ИСХОДНЫЙ ТЕКСТ:

>>>

Лев Толстой - Виктор Шкловский
Шрифт:
Интервал:
Закладка:
Он ехал по фруктовому саду, потом переезжал через окоп сада на дорогу и ехал прямо лесом по густой траве в темный овраг. Высокая трава оплетала ноги верного Делира. Толстой ехал, лавируя между ветвями – то пригибаясь к седлу, то отстраняя ветки рукой. Он выезжал в дубовый лес: когда-то здесь добывали железную руду и подкопали лес. Лет семьдесят тому назад земля провалилась, высокие дубы провалились в воду и видны только вершинками.
Стоят клены. Мелко стрекочут листьями осины. Делир легко перескакивает через речки.
Ветер разделяет бороду Льва Николаевича надвое. Он едет. Что он думает, мы не знаем; чувствует он себя, как будто ему сорок лет, видит небо и драгоценную явь жизни и радуется ей.
II
Рассказывая жизнь Толстого, мы пользуемся его дневниками; дневниками Софьи Андреевны, более поздними ее записями, носящими характер оправданий; дневниками детей и письмами Толстого.
Толстовские дневники одновременно и биографические документы, и литературные произведения с записями кусков сюжетов, с пейзажами. Литературные заготовки и жизнь в них существуют рядом.
Рождение новых тем иногда переплетается с записями снов. В письме к Черткову почти как сон рассказывается начало повести «Отец Сергий».
Лев Николаевич в вопросе о наследстве попал в положение сложнейшее: он всю жизнь хотел выделить свое дело, свою судьбу из общей судьбы мира. Пытался разжечь совесть мира растопками своей судьбы.
В то же время он старался не противиться злу, добровольно идти на компромисс, даже если он приводил к упреку в юродстве.
Для того чтобы показать, что такое толстовское несопротивление, расскажу следующий, почти анекдотический факт. Один тульский купец, считая себя последователем Толстого, приносил ему в дар свои очень плохие картины; привозил их в рамах и сам вешал на стенках. Лев Николаевич считал, что их со стены не надо снимать, потому что это было бы уже сопротивлением.

<<<

ЗАДАНИЯ:
**1)** Перепишите участок исходного текста от «Лев Толстой - Виктор» до «перескакивает через речки.» включительно, переименовав «дубовый лес» в «березовый лес».
**2)** Почему, согласно исходному тексту, Лев Николаевич считал, что картины тульского купца не надо снимать со стены?
**3)** Перечислите все источники, которыми, по словам исходного текста, пользуется автор, рассказывая жизнь Толстого.

ПРЕДОСТАВЛЕННЫЕ ДАННЫЕ:

>>>

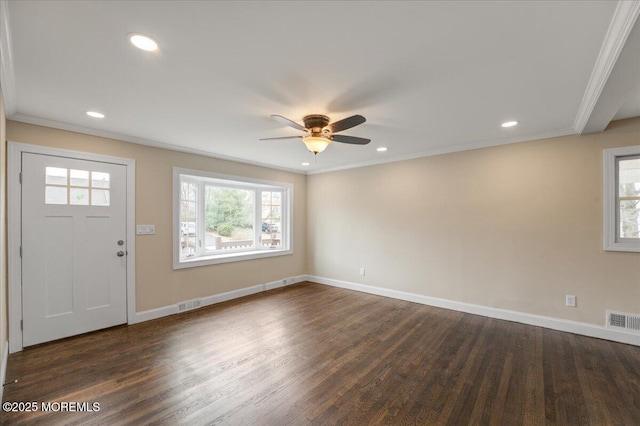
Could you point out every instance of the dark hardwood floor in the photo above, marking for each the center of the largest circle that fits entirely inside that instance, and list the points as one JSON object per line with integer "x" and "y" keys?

<<<

ИТОГОВЫЕ ОТВЕТЫ:
**1)**
Лев Толстой - Виктор Шкловский
Шрифт:
Интервал:
Закладка:
Он ехал по фруктовому саду, потом переезжал через окоп сада на дорогу и ехал прямо лесом по густой траве в темный овраг. Высокая трава оплетала ноги верного Делира. Толстой ехал, лавируя между ветвями – то пригибаясь к седлу, то отстраняя ветки рукой. Он выезжал в березовый лес: когда-то здесь добывали железную руду и подкопали лес. Лет семьдесят тому назад земля провалилась, высокие дубы провалились в воду и видны только вершинками.
Стоят клены. Мелко стрекочут листьями осины. Делир легко перескакивает через речки.

**2)** Потому что это было бы уже сопротивлением.

**3)** Дневники Толстого; дневники Софьи Андреевны; более поздние записи Софьи Андреевны, носящие характер оправданий; дневники детей; письма Толстого.